STATED EXERCISE:
Extract each line of the records that contains the word "fish". Case matters.

RECORDS FOR THIS EXERCISE:
- - - - -

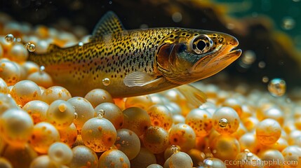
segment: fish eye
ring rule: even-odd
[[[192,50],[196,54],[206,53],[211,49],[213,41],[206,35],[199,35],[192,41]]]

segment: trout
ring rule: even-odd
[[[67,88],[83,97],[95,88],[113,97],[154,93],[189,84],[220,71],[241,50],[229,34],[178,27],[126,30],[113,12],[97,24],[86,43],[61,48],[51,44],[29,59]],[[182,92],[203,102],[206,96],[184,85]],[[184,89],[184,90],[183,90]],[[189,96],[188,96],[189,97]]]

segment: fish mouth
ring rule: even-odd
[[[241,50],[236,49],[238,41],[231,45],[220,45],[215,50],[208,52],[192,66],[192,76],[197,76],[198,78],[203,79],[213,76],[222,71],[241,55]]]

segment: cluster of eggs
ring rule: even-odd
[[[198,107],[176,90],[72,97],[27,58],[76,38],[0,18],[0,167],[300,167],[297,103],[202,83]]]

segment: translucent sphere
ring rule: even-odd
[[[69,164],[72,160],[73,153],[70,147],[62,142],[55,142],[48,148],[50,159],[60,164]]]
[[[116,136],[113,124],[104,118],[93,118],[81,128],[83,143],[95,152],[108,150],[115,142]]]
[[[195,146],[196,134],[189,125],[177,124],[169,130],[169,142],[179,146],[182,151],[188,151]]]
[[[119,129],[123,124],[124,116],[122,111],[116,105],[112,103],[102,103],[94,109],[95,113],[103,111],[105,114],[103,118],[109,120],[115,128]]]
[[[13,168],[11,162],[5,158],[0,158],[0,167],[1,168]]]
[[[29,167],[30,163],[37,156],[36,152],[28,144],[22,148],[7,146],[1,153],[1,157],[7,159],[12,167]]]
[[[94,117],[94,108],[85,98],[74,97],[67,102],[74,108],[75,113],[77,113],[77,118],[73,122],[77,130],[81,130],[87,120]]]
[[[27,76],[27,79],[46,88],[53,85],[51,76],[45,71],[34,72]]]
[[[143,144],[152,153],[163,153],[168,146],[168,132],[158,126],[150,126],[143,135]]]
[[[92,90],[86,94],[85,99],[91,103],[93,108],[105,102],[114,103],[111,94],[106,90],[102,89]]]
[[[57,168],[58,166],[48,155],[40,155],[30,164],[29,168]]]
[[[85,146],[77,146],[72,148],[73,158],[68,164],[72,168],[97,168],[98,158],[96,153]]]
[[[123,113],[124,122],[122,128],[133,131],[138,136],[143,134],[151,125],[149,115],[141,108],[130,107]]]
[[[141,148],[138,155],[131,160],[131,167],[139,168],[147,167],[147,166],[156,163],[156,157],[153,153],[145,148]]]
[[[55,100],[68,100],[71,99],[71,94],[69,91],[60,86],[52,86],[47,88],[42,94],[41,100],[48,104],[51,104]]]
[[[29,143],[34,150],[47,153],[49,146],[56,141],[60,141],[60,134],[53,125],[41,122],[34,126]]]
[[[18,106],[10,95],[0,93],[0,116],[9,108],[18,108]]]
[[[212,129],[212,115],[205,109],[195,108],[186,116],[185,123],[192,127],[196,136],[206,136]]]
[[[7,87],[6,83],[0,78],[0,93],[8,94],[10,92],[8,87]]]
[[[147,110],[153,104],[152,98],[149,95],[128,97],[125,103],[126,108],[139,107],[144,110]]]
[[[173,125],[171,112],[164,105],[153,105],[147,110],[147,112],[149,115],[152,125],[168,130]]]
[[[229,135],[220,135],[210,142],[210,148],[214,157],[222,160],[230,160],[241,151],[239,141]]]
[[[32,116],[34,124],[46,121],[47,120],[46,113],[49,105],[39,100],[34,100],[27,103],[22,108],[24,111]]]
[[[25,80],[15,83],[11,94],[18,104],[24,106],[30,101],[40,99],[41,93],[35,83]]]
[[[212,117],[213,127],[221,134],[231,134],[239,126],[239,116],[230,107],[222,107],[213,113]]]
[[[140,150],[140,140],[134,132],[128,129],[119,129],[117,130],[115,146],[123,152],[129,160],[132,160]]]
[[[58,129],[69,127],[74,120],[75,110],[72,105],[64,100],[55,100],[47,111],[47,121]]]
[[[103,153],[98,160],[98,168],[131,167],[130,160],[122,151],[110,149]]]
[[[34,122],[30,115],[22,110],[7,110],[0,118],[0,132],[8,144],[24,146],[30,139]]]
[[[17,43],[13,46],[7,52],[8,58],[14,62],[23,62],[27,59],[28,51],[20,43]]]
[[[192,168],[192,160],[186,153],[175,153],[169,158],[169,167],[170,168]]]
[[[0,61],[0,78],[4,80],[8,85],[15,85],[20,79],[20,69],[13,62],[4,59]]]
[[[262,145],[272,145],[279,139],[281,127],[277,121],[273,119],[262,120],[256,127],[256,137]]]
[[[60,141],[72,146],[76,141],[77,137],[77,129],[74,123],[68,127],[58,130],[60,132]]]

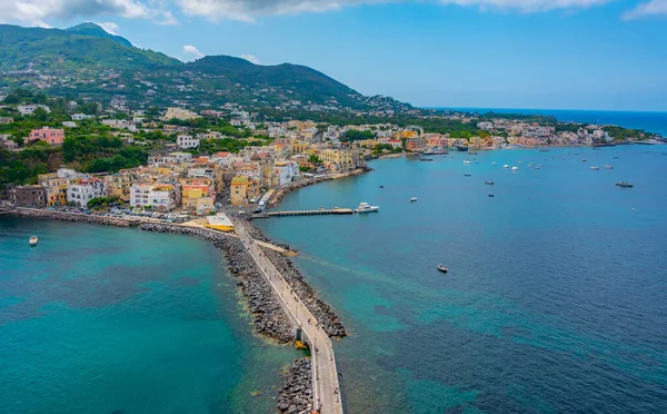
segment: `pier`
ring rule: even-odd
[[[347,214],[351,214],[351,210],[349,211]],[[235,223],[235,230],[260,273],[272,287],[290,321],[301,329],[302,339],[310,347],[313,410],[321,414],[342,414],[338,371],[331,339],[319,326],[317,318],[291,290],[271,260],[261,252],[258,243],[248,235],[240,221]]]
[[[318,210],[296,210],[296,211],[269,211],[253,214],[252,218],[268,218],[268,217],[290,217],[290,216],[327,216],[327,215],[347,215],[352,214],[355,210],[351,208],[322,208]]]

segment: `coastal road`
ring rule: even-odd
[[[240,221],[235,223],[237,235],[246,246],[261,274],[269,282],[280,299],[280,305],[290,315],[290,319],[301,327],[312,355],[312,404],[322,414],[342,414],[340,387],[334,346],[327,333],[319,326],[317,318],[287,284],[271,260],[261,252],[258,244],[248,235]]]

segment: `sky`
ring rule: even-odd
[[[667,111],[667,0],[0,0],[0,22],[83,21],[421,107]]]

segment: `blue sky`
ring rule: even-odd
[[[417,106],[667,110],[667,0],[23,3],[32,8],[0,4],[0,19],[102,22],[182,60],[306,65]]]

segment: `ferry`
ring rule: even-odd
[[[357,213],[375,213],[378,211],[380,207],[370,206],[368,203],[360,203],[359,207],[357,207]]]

- - - - -

SOLUTION TO THE EXERCISE:
segment: fish eye
segment: fish mouth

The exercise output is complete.